# DATASET EXCERPTS:
-*-
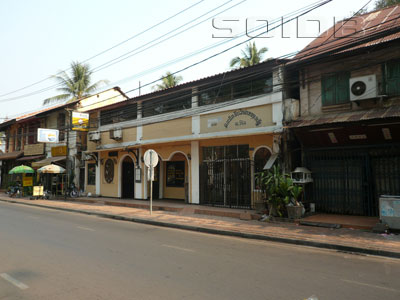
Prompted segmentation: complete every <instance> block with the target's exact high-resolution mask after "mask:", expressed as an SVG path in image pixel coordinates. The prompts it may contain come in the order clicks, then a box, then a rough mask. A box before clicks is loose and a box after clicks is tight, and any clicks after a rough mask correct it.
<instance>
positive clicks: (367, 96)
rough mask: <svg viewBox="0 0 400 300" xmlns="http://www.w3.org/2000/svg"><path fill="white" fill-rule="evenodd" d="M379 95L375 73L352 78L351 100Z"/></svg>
mask: <svg viewBox="0 0 400 300" xmlns="http://www.w3.org/2000/svg"><path fill="white" fill-rule="evenodd" d="M377 96H378V85H377V83H376V75H375V74H372V75H367V76H360V77H354V78H350V101H359V100H365V99H371V98H376V97H377Z"/></svg>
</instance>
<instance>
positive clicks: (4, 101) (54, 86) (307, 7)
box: [0, 0, 332, 102]
mask: <svg viewBox="0 0 400 300" xmlns="http://www.w3.org/2000/svg"><path fill="white" fill-rule="evenodd" d="M230 1H232V0H230ZM230 1H228V2H230ZM331 1H332V0H320V1H318V2H315V3H314V4H312V5H309V6H306V7H307V8H308V7H311V8H310V9H309V10H307V11H306V12H305V13H303V14H300V15H298V17H299V16H302V15H304V14H306V13H308V12H309V11H311V10H314V9H316V8H318V7H320V6H322V5H325V4H327V3H329V2H331ZM228 2H226V3H228ZM226 3H225V4H226ZM316 5H317V6H316ZM231 8H232V7H231ZM294 19H295V18H292V19H290V20H289V21H285V22H284V23H283V24H286V23H288V22H290V21H292V20H294ZM283 24H282V25H283ZM263 27H265V26H263ZM278 27H279V26H276V27H275V28H278ZM275 28H273V29H272V30H274V29H275ZM267 32H268V31H267ZM264 33H266V32H262V33H260V34H258V35H256V36H254V37H252V38H250V39H248V40H247V41H249V40H251V39H254V38H256V37H258V36H260V35H262V34H264ZM247 41H245V42H243V43H246V42H247ZM243 43H240V44H238V45H235V46H233V47H231V48H235V47H237V46H239V45H241V44H243ZM139 48H140V47H139ZM229 50H230V49H227V50H226V51H229ZM226 51H224V52H226ZM220 54H222V53H220ZM218 55H219V54H218ZM178 72H181V71H178ZM158 80H160V79H157V80H156V81H158ZM152 83H154V81H153V82H152ZM152 83H150V84H152ZM56 86H57V85H56ZM54 87H55V86H51V87H48V88H45V89H41V90H39V91H35V92H32V93H29V94H26V95H21V96H18V97H14V98H10V99H2V100H0V102H7V101H12V100H17V99H20V98H24V97H27V96H32V95H35V94H37V93H41V92H44V91H48V90H51V89H53V88H54ZM142 87H143V86H142Z"/></svg>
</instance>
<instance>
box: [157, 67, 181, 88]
mask: <svg viewBox="0 0 400 300" xmlns="http://www.w3.org/2000/svg"><path fill="white" fill-rule="evenodd" d="M160 80H161V83H159V84H157V85H155V86H153V89H154V90H156V91H160V90H163V89H167V88H170V87H174V86H176V85H178V84H179V83H180V82H181V81H182V76H175V75H173V74H171V72H167V73H166V74H165V75H164V76H161V78H160Z"/></svg>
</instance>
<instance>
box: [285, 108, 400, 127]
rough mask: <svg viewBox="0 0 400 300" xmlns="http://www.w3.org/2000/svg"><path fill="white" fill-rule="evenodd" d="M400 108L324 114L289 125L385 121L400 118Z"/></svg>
mask: <svg viewBox="0 0 400 300" xmlns="http://www.w3.org/2000/svg"><path fill="white" fill-rule="evenodd" d="M399 117H400V106H399V105H393V106H390V107H386V108H376V109H369V110H360V111H350V112H340V113H330V114H323V115H319V116H307V117H304V118H300V119H297V120H294V121H292V122H291V124H290V125H289V127H290V128H295V127H296V128H297V127H308V126H319V125H325V124H334V123H347V122H357V121H365V120H374V119H383V118H399Z"/></svg>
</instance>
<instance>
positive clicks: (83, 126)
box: [72, 111, 89, 131]
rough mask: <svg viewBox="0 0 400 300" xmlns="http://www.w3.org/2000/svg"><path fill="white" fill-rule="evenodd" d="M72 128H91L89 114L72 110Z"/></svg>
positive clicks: (78, 129) (85, 128) (74, 128)
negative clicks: (76, 111) (89, 120)
mask: <svg viewBox="0 0 400 300" xmlns="http://www.w3.org/2000/svg"><path fill="white" fill-rule="evenodd" d="M72 130H78V131H88V130H89V114H88V113H80V112H76V111H73V112H72Z"/></svg>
-*-
# YOUR GOAL:
Copy each line of the records that contains the string "clicks", and leave out every other line.

# EXERCISE RESULT:
Prompted segmentation: complete every <instance> block with the target's exact high-resolution mask after "mask:", expressed as an SVG path in image pixel coordinates. The prompts it may contain come in the order clicks, then a box, then a rough mask. A box before clicks is loose and a box after clicks is tight, and any clicks after a rough mask correct it.
positive clicks: (367, 96)
positive clicks: (4, 101) (54, 86) (307, 7)
positive clicks: (83, 126)
positive clicks: (78, 129) (85, 128) (74, 128)
negative clicks: (76, 111) (89, 120)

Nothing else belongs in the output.